#### SOURCE TEXT ####

Sub-gotcha I burned on later: re-signing an already-signed binary strips the grant, even when the resulting Signature=adhoc identifier looks identical. Don't re-codesign on every deploy, make it conditional:

BASH

sig_ok=$(codesign -dv "$bin" 2>&1 | grep -c 'Signature=adhoc\|Identifier=otelcol' || true)
if [ "$sig_ok" -gt 0 ]; then
  echo "already signed, leaving alone"
else
  codesign --force --deep -s - "$bin"
fi

4.2 `open -a EXO --args ...` silently drops arguments

When the Mac peers got out of sync, I tried pinning EXO's libp2p port to make bootstrap deterministic across reboots:

BASH

open -a EXO --args --libp2p-port 9090

EXO bound a random port. Args were dropped. macOS's open accepts --args but the receiving .app has to declare it intends to read them; most bundled apps don't.

What works: invoke the bundled binary directly.

BASH

exec /Applications/EXO.app/Contents/Resources/exo/exo --libp2p-port 9090

What breaks if you do that: the bundled macmon subprocess can't spawn anymore (loses the .app's signed entitlements), and the topology UI's power column goes to 0. You can't have both. I chose the .app launch (wattage matters more than fixed port; cross-VLAN peer discovery via mDNS reflector works fine without).

4.3 libp2p mDNS across VLANs needs a UniFi gateway mDNS reflector

EXO's peer discovery is libp2p mDNS only in the current v1 build, no config.toml, no bootstrap-peers for the Mac UI to consume even though the CLI flag exists. (I confirmed by grep -r config.toml inside the bundle: one TODO comment, never loaded.)

Apple's Bonjour service browser announcements are link-local multicast, they don't cross L3 boundaries unless something forwards them. UniFi has had a built-in "Multicast DNS" / Bonjour reflector for years; you enable it per-VLAN. Mine had to span VLAN 60 (Mac Studio) and VLAN 80 (Mac Mini, on the Coder workspaces VLAN).

Two clicks in UniFi UI → both Macs see each other → EXO topology shows both nodes connected → MLX Ring inference works across the pair.

4.4 Splunk Observability Cloud silently rejects new metric names on trial accounts

The OTel collector reports otelcol_exporter_sent_metric_points{exporter="signalfx"} 979675, send_failed=0. The SignalFX ingest API returns 200 OK to direct mac.power.total POSTs. The metric never appears in /v2/metric or in SignalFlow queries.

You've hit the trial-account custom-MTS cap. The org-info endpoint returns metricTimeSeriesLimit: null when you're already past it. No error message anywhere in the pipeline.

Mac power data lands in SigNoz (self-hosted, no quota) and Splunk Enterprise (lab_otel_metrics index, on-prem, no quota) just fine. Only the cloud trial silently dropped it. Diagnostic check: confirm the metric exists in lab_otel_metrics:

SPL

| mcatalog values(metric_name) WHERE index=lab_otel_metrics metric_name=mac.*

You'll see all 13 mac.* series. The pipeline is healthy; the trial backend is just done with you.

#### PROVIDED INFORMATION ####

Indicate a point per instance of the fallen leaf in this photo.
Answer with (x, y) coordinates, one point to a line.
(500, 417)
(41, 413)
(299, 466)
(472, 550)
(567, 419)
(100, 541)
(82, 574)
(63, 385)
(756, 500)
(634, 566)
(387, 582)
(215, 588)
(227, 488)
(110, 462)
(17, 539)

####

◆ **LIST OF TASKS**:
[A] Answer these questions from the troubleshooting notes:
(i) Which port number was passed to EXO in the attempt to pin its libp2p port?
(ii) Which VLAN is the Mac Studio on?
(iii) How many mac.* series does the diagnostic check show?
[B] Revise the troubleshooting notes, starting with "You've hit the" and going on through "in the pipeline.", with "trial-account" changed to "free-tier".
[C] Continue the troubleshooting notes from the point where they stop.

◆ **TASK RESPONSES**:
[A]
(i) 9090
(ii) VLAN 60
(iii) 13

[B]
You've hit the free-tier custom-MTS cap. The org-info endpoint returns metricTimeSeriesLimit: null when you're already past it. No error message anywhere in the pipeline.

[C]
6. Dashboards in three places

Same shape across backends so the screenshots are comparable:

SigNoz (exo, NVIDIA): row 1 cluster headline tiles, row 2 per-host load, rows 3-5 LLM perf, rows 6-7 token rate + cost, rows 8-9 power (the new bit).
Splunk O11y (exo, NVIDIA): identical layout, SignalFlow programs instead of SigNoz QueryBuilder. Limitation: SignalFX flattens OTel histograms to count/min/max only, so no p50/p95/p99 latency panels, just min/max/rate.
Splunk Enterprise dashboards: SPL with tstats over lab_otel (logs) and mstats over lab_otel_metrics (metrics). Power data queryable today with | mstats avg("mac.power.total") WHERE index=lab_otel_metrics BY host.name.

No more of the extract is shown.